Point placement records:
START
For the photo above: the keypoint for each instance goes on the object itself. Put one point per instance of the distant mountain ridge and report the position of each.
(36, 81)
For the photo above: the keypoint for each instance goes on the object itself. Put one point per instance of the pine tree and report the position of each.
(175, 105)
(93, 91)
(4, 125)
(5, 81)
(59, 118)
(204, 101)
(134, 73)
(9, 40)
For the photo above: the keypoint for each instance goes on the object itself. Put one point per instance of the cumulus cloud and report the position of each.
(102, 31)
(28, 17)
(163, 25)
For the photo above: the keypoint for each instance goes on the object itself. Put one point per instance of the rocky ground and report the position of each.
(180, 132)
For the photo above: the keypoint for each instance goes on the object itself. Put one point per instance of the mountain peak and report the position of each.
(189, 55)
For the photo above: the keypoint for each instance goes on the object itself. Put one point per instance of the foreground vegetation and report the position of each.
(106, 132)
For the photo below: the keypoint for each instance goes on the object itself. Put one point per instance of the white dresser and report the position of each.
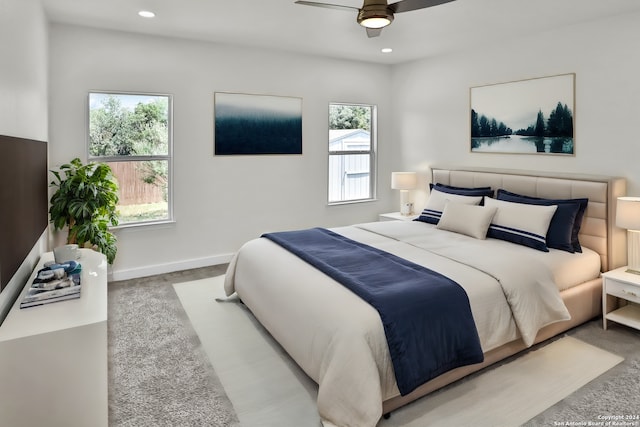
(53, 358)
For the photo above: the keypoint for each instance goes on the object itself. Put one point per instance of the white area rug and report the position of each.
(268, 389)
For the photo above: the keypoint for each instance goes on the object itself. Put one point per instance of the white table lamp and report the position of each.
(404, 181)
(628, 216)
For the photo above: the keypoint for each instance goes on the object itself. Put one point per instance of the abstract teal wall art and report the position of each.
(248, 124)
(534, 116)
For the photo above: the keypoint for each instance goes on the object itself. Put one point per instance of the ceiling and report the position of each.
(283, 25)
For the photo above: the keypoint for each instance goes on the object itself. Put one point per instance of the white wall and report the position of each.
(23, 69)
(23, 98)
(430, 112)
(220, 202)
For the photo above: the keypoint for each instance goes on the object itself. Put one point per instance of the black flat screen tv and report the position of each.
(24, 201)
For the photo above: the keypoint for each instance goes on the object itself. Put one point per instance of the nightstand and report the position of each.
(396, 216)
(626, 286)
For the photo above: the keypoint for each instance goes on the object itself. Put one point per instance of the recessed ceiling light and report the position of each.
(146, 14)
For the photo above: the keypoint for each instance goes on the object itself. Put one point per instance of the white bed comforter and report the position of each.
(338, 339)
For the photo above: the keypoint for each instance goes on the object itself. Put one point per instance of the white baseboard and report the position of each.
(151, 270)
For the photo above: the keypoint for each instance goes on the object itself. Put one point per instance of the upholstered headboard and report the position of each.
(598, 231)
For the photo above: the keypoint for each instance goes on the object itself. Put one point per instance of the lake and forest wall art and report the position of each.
(534, 116)
(257, 124)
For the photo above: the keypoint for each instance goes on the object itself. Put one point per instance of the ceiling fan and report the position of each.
(374, 15)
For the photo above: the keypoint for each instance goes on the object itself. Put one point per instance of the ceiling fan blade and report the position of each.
(407, 5)
(327, 5)
(373, 32)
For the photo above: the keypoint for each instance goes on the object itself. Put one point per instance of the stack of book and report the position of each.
(55, 282)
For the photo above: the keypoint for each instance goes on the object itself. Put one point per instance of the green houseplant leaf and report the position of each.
(85, 201)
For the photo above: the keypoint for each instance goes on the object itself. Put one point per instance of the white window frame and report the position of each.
(372, 152)
(118, 159)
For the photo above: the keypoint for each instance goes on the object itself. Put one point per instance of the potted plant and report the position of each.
(85, 201)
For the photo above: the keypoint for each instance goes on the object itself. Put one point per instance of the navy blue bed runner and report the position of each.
(426, 316)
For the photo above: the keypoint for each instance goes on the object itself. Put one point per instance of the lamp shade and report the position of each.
(404, 180)
(628, 213)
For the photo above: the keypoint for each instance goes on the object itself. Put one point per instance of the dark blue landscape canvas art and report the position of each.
(529, 116)
(257, 124)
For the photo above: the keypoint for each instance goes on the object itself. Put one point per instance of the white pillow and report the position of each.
(471, 220)
(435, 204)
(521, 223)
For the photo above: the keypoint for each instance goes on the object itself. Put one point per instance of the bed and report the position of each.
(339, 340)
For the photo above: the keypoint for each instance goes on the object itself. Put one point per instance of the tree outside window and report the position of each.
(351, 152)
(132, 133)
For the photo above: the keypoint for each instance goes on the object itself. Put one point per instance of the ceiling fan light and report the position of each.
(375, 16)
(375, 22)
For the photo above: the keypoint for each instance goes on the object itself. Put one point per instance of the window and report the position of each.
(132, 133)
(351, 152)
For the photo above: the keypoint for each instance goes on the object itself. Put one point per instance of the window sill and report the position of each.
(135, 225)
(350, 202)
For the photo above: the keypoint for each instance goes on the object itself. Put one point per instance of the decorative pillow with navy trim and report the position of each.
(521, 223)
(471, 220)
(565, 224)
(438, 199)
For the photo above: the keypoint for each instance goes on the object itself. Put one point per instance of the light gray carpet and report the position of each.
(158, 372)
(145, 391)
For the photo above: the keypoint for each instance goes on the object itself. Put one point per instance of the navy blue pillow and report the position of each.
(565, 224)
(463, 191)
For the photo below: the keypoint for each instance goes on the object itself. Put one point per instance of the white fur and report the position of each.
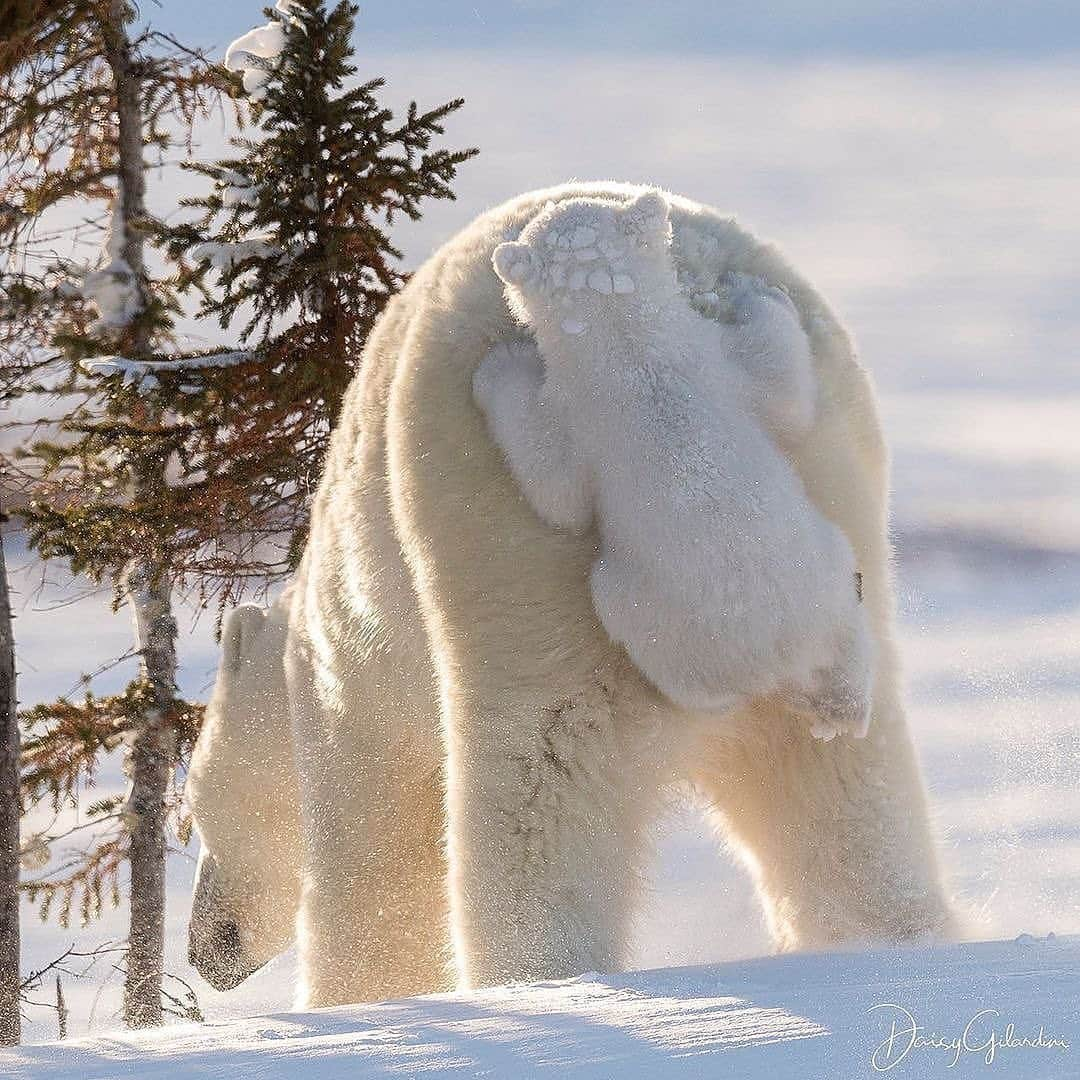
END
— Exercise objective —
Leave out every picture and copy verbatim the lines running from the line containing "shade and report the position of each." through the final line of the data.

— Response to this exercise —
For the photo above: the keypoint for each instance goes on the object itself. Put one point per instance of the lamp shade and report the position of each.
(404, 180)
(628, 213)
For the photo above: the keypoint for each instance goes on the object itself. Put one point per instance of the dark blue landscape canvas art and report the position of each.
(529, 116)
(257, 124)
For the photo above: the keypoint for each instance goes on the object itself. Put one point per instance of the white pillow and report the position of each.
(471, 220)
(435, 204)
(521, 223)
For the photo above: the keypoint for each instance goes on the object itself. Put one point per instance of the bed and report the position of each.
(339, 340)
For the photo above: the keypoint for each instance goes on the object itself. Put one point per instance of the tree outside window and report the position of each.
(351, 152)
(132, 133)
For the photo above: the keypoint for each instance goes on the object itself. Put one point per instance of the ceiling fan light and report the position of each.
(375, 16)
(375, 22)
For the photo above: the keypoint for each instance goes on the object itself. Put one point per instance of the window and report the position of each.
(132, 133)
(351, 152)
For the photo above: the keypoint for each instance goes on the object itself. Put one point per instance of the window sill and report the position of each.
(135, 225)
(350, 202)
For the photo above: the keypoint for each instance goes on the object itself. Put one point per instance of the decorative pillow with navy trim and report the position of each.
(521, 223)
(471, 220)
(565, 224)
(438, 199)
For the photo above: the keypoint for each instance goes on the object itself. Put one point per instance of the light gray carpet and report the position of each.
(158, 372)
(145, 391)
For the photo above: the keypoint for each instance goes on the object itself. Put one point per instance of the navy blue pillow and report the position of each.
(565, 224)
(463, 191)
For the photo below: the keypoint for each instance goes on the object itself. Put one point per instance of the white fur and report the position of each.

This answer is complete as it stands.